Task prompt ▸ When the line containing "the white rectangular" appears in the entries below, begin printing there and stop after the line containing "of the blistered"; print each of those lines exactly and no other line.

--- --- ---

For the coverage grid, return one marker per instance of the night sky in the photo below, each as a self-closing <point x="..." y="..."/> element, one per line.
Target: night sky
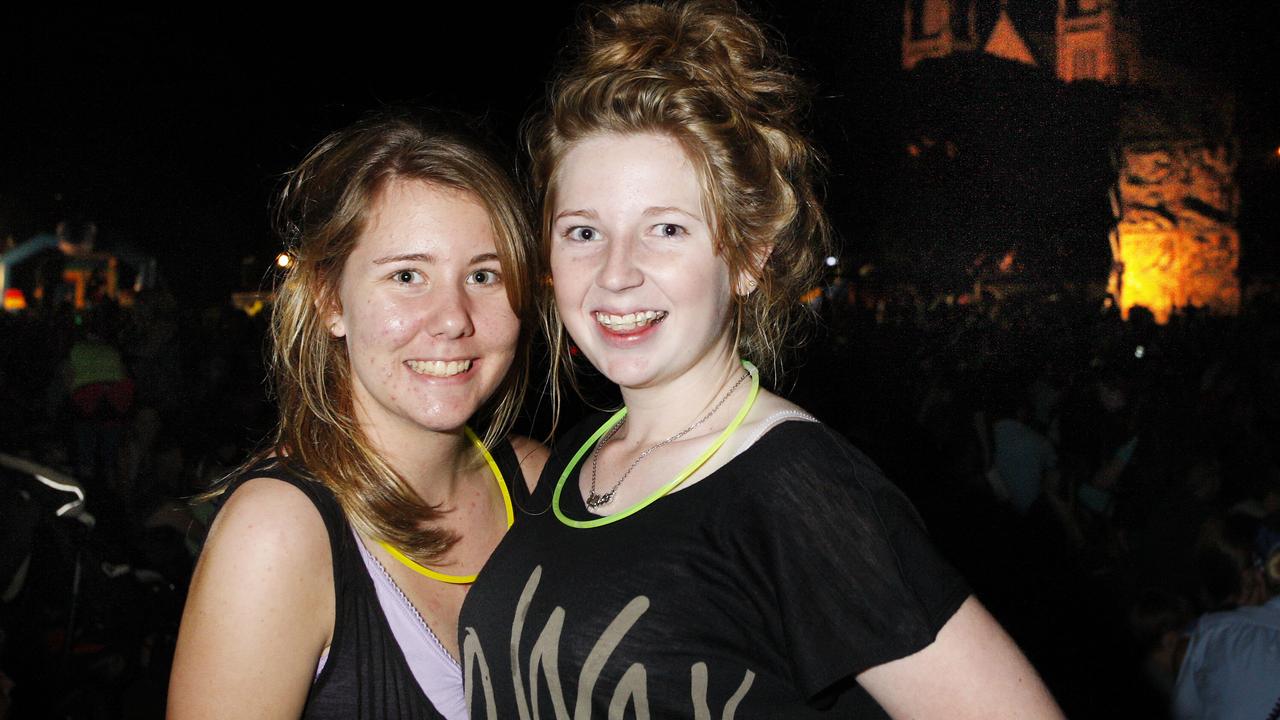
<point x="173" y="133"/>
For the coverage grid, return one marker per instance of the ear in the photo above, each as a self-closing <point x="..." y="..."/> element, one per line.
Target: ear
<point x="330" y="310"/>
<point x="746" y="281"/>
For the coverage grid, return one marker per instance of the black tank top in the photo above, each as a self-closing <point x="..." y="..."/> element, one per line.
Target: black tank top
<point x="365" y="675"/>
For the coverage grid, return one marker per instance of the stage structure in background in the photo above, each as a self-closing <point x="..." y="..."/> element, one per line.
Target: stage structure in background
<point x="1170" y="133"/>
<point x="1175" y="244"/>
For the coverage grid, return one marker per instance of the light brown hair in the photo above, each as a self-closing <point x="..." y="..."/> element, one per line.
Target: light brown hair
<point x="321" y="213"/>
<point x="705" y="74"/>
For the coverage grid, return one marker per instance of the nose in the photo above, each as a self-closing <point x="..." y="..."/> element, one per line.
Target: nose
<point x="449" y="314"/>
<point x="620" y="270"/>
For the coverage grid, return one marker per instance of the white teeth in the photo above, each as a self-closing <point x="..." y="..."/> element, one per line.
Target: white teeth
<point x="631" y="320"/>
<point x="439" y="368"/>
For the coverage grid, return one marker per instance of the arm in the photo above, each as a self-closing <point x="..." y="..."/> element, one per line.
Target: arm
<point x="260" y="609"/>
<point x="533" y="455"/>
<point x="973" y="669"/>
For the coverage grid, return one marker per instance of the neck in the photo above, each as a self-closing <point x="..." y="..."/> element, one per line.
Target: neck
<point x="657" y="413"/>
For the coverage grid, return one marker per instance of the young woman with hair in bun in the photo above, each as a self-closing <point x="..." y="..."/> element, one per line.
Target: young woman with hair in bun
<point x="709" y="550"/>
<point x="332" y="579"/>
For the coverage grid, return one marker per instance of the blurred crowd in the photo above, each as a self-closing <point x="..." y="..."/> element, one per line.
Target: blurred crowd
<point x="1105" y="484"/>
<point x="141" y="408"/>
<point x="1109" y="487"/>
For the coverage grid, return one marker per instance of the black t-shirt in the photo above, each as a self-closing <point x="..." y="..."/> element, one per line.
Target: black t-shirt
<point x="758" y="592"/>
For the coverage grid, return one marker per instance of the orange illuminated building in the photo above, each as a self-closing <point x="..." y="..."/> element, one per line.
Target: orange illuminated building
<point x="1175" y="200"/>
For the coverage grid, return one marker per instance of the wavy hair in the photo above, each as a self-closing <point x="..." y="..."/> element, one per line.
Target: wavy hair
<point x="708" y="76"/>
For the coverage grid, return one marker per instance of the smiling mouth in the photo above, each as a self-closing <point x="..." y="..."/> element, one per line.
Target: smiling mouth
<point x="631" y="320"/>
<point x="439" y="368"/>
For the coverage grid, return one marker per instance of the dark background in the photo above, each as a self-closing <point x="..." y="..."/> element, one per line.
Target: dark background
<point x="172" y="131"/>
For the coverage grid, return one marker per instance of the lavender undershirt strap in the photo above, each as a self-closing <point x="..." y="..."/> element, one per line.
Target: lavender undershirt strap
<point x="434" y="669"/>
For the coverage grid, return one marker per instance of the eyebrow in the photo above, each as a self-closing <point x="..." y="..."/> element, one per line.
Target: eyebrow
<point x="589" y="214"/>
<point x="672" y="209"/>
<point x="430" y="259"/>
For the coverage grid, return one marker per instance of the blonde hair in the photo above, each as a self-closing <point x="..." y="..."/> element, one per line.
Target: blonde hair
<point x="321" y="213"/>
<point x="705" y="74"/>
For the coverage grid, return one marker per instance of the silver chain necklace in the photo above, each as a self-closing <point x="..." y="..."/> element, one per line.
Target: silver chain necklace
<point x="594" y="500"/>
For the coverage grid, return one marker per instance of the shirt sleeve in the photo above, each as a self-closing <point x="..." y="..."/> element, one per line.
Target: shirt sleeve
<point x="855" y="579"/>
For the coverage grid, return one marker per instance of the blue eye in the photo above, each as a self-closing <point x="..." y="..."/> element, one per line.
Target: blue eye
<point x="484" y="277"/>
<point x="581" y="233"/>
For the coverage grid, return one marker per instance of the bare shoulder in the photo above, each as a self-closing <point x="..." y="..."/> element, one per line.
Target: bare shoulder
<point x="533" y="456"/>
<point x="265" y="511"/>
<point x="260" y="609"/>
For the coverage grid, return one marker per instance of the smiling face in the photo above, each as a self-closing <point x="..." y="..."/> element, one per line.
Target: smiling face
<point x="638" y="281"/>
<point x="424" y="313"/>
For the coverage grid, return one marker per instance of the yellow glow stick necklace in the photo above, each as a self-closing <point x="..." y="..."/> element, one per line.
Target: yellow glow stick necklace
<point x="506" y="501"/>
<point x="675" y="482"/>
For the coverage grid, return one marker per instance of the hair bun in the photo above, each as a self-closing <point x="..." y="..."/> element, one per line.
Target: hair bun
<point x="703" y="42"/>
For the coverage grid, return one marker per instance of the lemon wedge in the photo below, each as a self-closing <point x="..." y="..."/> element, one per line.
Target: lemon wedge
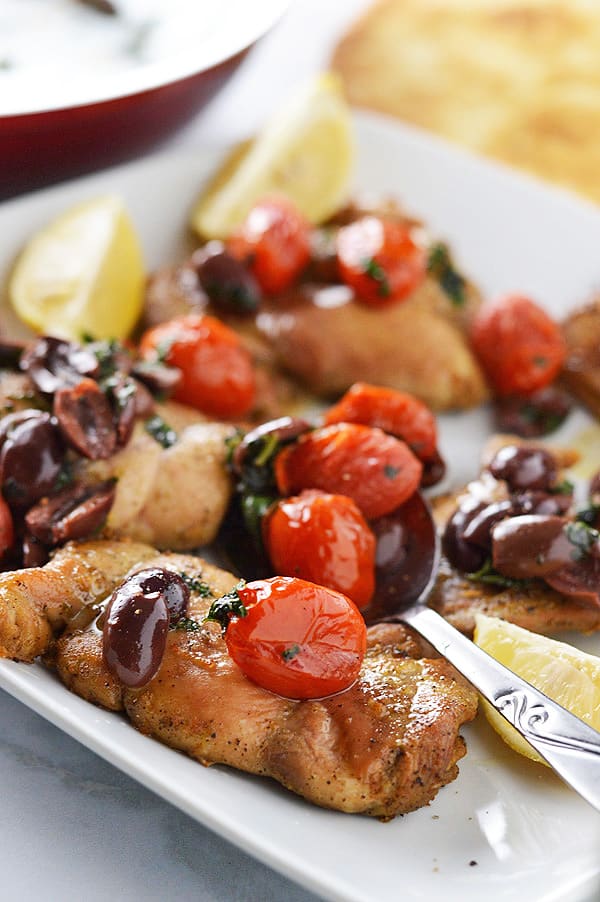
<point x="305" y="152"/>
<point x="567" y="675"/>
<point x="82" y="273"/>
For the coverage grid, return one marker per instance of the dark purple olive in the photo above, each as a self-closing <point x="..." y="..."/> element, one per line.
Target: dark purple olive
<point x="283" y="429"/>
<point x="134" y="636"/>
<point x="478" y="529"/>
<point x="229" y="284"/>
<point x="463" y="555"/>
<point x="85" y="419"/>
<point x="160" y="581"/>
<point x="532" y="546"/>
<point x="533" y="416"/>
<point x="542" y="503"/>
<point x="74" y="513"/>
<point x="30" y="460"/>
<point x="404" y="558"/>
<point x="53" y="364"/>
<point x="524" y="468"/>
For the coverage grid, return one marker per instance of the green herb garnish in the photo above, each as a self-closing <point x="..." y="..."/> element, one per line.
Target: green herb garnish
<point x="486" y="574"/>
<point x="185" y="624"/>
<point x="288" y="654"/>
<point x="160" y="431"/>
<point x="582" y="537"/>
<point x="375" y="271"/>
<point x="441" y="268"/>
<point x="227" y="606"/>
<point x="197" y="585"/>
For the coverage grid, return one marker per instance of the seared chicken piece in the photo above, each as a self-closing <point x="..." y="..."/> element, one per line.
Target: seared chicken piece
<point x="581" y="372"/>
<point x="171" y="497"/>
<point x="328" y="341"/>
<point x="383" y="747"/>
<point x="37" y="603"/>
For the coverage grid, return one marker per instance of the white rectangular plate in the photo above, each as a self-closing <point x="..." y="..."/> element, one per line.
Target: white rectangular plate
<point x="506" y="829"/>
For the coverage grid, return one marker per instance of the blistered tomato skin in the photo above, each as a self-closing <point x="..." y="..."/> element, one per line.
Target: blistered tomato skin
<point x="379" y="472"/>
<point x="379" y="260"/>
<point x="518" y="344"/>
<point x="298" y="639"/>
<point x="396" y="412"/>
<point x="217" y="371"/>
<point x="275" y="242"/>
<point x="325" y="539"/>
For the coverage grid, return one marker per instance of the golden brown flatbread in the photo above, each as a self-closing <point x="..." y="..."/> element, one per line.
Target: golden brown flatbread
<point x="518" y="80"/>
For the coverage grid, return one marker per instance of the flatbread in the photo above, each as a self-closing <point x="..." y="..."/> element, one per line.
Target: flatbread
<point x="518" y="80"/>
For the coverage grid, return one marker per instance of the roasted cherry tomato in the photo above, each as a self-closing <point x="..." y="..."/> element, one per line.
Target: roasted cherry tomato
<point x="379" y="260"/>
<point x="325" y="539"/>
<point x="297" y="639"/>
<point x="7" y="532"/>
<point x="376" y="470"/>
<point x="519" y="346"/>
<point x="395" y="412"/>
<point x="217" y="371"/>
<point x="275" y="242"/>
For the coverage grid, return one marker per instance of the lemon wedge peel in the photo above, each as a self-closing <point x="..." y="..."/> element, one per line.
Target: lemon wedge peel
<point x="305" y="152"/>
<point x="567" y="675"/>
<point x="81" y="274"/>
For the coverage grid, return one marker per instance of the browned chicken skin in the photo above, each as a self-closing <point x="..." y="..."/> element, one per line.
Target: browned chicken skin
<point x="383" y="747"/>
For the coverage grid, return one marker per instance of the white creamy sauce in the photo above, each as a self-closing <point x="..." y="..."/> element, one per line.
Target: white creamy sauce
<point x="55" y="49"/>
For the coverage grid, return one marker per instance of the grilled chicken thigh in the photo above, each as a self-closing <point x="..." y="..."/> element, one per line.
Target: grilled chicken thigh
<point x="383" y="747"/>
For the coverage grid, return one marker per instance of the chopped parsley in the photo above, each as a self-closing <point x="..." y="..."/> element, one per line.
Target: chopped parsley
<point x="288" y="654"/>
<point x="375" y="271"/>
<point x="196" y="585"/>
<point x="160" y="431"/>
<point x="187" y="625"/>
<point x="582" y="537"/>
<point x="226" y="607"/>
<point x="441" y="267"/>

--- --- ---

Solved problem ▸
For the coverage grid, return one marker per instance of the white rectangular plate in the photo above, each as a self-closing <point x="..." y="..."/> element, one per line.
Target: white rectangular plate
<point x="506" y="829"/>
For the coverage grid, return one marker per instance of the blistered tomato skin in the photo above, each as a self-closing <point x="..." y="..."/> element, one per line.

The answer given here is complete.